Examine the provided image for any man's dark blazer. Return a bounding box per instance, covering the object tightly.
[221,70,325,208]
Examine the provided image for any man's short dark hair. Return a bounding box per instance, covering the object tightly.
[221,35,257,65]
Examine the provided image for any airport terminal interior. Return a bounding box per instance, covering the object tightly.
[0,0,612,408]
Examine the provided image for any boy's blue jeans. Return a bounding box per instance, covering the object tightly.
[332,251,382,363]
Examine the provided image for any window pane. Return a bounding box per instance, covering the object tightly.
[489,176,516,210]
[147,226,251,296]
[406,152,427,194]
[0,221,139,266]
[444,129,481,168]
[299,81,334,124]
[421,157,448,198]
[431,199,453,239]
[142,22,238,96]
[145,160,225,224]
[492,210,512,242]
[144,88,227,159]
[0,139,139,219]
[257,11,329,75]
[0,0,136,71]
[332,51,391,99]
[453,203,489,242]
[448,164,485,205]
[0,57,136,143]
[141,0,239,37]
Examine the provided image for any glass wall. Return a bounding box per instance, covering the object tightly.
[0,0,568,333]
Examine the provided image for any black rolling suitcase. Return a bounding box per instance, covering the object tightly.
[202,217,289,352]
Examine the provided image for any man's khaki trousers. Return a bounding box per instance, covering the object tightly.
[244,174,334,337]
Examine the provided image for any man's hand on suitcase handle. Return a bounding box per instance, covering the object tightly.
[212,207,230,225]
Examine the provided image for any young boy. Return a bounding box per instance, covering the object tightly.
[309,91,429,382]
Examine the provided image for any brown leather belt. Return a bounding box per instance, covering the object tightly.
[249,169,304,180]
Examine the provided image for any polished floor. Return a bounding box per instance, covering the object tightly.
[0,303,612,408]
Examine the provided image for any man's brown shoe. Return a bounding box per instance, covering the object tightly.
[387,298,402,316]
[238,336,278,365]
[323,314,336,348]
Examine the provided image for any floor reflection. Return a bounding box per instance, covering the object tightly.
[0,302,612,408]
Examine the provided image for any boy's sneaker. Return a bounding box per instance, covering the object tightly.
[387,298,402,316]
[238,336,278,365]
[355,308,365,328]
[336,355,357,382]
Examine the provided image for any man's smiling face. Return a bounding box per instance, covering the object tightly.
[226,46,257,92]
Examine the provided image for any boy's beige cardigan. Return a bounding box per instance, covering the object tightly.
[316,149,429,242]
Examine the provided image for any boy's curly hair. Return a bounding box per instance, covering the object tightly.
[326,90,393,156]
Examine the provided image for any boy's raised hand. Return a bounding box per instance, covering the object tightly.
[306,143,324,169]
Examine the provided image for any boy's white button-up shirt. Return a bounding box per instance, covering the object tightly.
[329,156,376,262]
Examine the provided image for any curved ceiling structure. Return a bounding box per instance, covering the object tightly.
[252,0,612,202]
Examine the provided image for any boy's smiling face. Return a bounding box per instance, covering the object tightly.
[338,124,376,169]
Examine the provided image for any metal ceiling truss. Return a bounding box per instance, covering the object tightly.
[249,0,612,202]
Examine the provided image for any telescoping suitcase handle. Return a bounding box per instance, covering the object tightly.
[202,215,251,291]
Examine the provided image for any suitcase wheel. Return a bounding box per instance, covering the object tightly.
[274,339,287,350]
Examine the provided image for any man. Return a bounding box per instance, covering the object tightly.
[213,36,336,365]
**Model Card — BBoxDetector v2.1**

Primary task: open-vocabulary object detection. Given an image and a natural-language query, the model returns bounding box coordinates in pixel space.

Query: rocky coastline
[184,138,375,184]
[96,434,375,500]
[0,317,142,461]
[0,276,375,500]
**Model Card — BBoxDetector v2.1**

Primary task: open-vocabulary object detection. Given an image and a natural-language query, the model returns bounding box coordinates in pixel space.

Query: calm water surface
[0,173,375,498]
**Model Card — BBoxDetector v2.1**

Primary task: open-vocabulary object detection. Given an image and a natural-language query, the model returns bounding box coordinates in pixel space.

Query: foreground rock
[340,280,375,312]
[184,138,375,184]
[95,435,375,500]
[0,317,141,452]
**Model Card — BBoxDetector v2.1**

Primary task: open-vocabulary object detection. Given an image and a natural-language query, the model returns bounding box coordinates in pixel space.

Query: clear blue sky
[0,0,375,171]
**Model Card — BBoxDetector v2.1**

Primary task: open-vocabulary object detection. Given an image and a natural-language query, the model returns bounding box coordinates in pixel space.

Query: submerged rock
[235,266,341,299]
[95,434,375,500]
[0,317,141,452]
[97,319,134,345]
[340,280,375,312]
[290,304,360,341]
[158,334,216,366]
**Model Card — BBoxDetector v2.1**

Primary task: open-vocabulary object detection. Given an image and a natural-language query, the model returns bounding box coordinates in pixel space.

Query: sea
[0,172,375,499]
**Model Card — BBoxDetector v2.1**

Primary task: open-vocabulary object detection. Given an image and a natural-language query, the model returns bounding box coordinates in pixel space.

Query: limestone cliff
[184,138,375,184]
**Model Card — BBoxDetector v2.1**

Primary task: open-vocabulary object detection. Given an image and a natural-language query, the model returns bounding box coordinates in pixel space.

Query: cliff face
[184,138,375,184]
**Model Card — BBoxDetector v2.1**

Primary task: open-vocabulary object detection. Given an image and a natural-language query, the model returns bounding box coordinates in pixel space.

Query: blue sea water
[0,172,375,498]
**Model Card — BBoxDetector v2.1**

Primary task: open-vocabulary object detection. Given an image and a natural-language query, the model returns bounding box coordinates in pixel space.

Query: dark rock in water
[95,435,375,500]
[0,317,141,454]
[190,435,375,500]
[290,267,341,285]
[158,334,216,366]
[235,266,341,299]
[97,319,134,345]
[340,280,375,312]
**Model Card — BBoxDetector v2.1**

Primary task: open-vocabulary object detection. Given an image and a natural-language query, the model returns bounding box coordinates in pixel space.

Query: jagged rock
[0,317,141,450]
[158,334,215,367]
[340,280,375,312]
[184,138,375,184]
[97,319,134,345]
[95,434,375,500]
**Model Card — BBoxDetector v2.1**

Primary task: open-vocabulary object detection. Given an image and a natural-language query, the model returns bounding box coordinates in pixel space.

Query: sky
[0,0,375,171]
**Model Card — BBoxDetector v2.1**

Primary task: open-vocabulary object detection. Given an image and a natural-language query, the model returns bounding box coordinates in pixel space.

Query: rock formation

------------------------------------------------------------

- **THE REQUEST**: Copy every entry above verbatim, with no character changed, added, or dropped.

- **WRITTEN RESPONSE**:
Examine the provided image for any man's dark blazer. Return a bounding box per instance, covering the object tightly.
[221,70,325,208]
Examine the provided image for any man's short dark hair. Return a bounding box per instance, covering the object tightly.
[221,35,257,65]
Examine the provided image for any airport terminal interior. Return a bounding box per instance, covering the object tightly.
[0,0,612,408]
Examine the provided image for any boy's blue jeans. Return a bounding box per instance, covering the object tightly.
[332,251,382,363]
Examine the provided image for any window pane. Return a bounding box per instance, covering the object tightly.
[489,176,516,210]
[147,226,251,296]
[406,152,427,194]
[0,221,139,266]
[444,129,481,168]
[299,81,334,124]
[421,157,448,198]
[431,199,453,239]
[142,22,238,96]
[145,160,225,224]
[492,210,512,242]
[144,88,227,159]
[0,139,139,219]
[257,11,329,75]
[0,0,136,71]
[332,51,391,99]
[453,203,489,242]
[448,164,485,205]
[0,57,136,143]
[141,0,239,37]
Examine the provided image for any glass wall. Return a bounding box per instance, covering the object tightly.
[0,0,568,333]
Examine the provided image for any black rolling suitcase. Return a bounding box per instance, covering the object tightly.
[202,217,289,352]
Examine the provided image for any man's khaki trousers. Return a bounding box per instance, covering the object tightly.
[244,174,334,337]
Examine the provided image for any man's hand on suitcase handle. Return a bounding box per instance, covering the object tightly.
[212,207,230,225]
Examine the provided image for any young boy. Return a bounding box per instance, covering the object tightly.
[309,91,429,382]
Examine the provided image for any brown leather belt. Return a bounding box per instance, covering the object tightly.
[249,169,304,180]
Examine the provided image for any polished floor. Return a bounding box per instance, covering the object tightly.
[0,303,612,408]
Examine the provided image for any man's brown shoe. Return a bounding box per instance, covering the object tightly.
[387,298,402,316]
[238,336,278,365]
[323,314,336,348]
Examine the provided image for any floor reflection. Return a bounding box per instance, covering the object tightly.
[0,302,612,408]
Examine the provided image for any boy's sneaker. Return a bounding box per instance, covering the object tightly.
[387,298,402,316]
[238,336,278,365]
[355,308,365,328]
[336,355,357,382]
Examine the provided image for any man's smiling face. Return a bounding box per instance, covering the object tightly.
[226,46,257,92]
Examine the provided image for any boy's beige cardigan. Return a bounding box per instance, covering the object tightly.
[316,149,429,242]
Examine the provided image for any boy's curly hair. Return a bounding box per instance, covering the object tightly.
[326,90,393,156]
Examine the provided image for any boy's raised hand. Return a bounding box per instance, covering the object tightly.
[306,143,324,169]
Examine the provided image for any boy's white button-up shirt. Return a bounding box per instance, covering the object tightly.
[329,156,376,262]
Examine the provided image for any curved ceiling structure. Return a bounding box per instance, covering the object tightly.
[252,0,612,202]
Examine the provided image for any boy's smiling face. Return a bounding box per instance, covering the object tightly.
[338,124,376,169]
Examine the provided image for any metal ceiling truss. Return a bounding box per instance, covering the object tightly.
[249,0,612,202]
Examine the provided image for any telescoping suitcase handle. Return a bounding box per instance, covering the object tightly.
[202,215,251,291]
Examine the provided image for any suitcase wheel. Return a bounding box per instance, covering the object tightly.
[274,339,287,350]
Examine the provided image for any man. Return a bounding box per instance, covering the object tightly.
[213,36,336,365]
**Model Card — BBoxDetector v2.1**

Primary task: open-vocabulary object detection. Given an image and a natural-language query, the model returns bounding box coordinates in pixel space.

Query: rocky coastline
[184,138,375,184]
[96,434,375,500]
[0,317,142,461]
[0,276,375,500]
**Model Card — BBoxDetector v2.1**

Primary task: open-vocabulary object detection. Given an image and a natural-language query, the model returns bounding box coordinates in pixel space.

Query: calm water surface
[0,173,375,498]
**Model Card — BBoxDetector v2.1**

Primary task: open-vocabulary object detection. Given an image and a natural-language query, the model returns bounding box coordinates in pixel space.

Query: foreground rock
[340,280,375,312]
[184,138,375,184]
[95,435,375,500]
[0,317,141,452]
**Model Card — BBoxDetector v2.1**

Primary task: open-vocabulary object detection. Given an image and a natural-language query, the model returns bounding box coordinates in pixel space.

Query: clear blue sky
[0,0,375,171]
**Model Card — BBoxDetector v2.1**

Primary task: open-vocabulary object detection. Given an image and a natural-language query, the model returns bounding box coordinates in pixel space.

Query: submerged rock
[235,266,341,299]
[95,434,375,500]
[0,317,141,452]
[97,319,134,345]
[340,280,375,312]
[290,304,360,341]
[158,334,216,366]
**Model Card — BBoxDetector v2.1**

Primary task: open-vocabulary object detection. Given an image and a natural-language query, the model returns bounding box coordinates in pixel space.

Query: sea
[0,172,375,499]
**Model Card — BBoxDetector v2.1**

Primary task: open-vocabulary object detection. Given an image and a natural-language query, the model returns bounding box coordinates in pixel space.

Query: limestone cliff
[184,138,375,184]
**Model Card — BBoxDetector v2.1**

Primary task: open-vocabulary object detection. Given an image and a natural-language query, the model returns bounding box coordinates in pixel space.

Query: cliff face
[184,138,375,184]
**Model Card — BBoxDetector v2.1**

Primary task: open-vocabulary object detection. Given an image and a natural-language query, the model returns bounding box coordinates in pixel space.

Query: blue sea water
[0,172,375,498]
**Model Card — BBoxDetector v2.1**

Primary task: open-vocabulary object detection. Given an image and a natural-language query, the model returns bounding box coordinates in pixel space.

Query: dark rock in water
[95,435,375,500]
[0,317,141,454]
[190,435,375,500]
[290,267,341,285]
[158,334,216,366]
[235,266,341,299]
[97,319,134,345]
[340,280,375,312]
**Model Card — BBoxDetector v2.1**

Primary task: open-vocabulary object detection. Given an image and a natural-language query, the model returns bounding box coordinates in pixel space.

Query: jagged rock
[0,317,141,450]
[158,334,215,367]
[340,280,375,312]
[184,138,375,184]
[97,319,134,345]
[95,434,375,500]
**Model Card — BBoxDetector v2.1**

Primary task: open-vocabulary object detection. Given an image and a natural-language query, the model returns bounding box coordinates in pixel space.

Query: sky
[0,0,375,171]
**Model Card — BBoxDetector v2.1**

Primary task: open-vocabulary object detection. Given an image and a natural-language query, the model returns bounding box coordinates in pixel space.

Query: rock formation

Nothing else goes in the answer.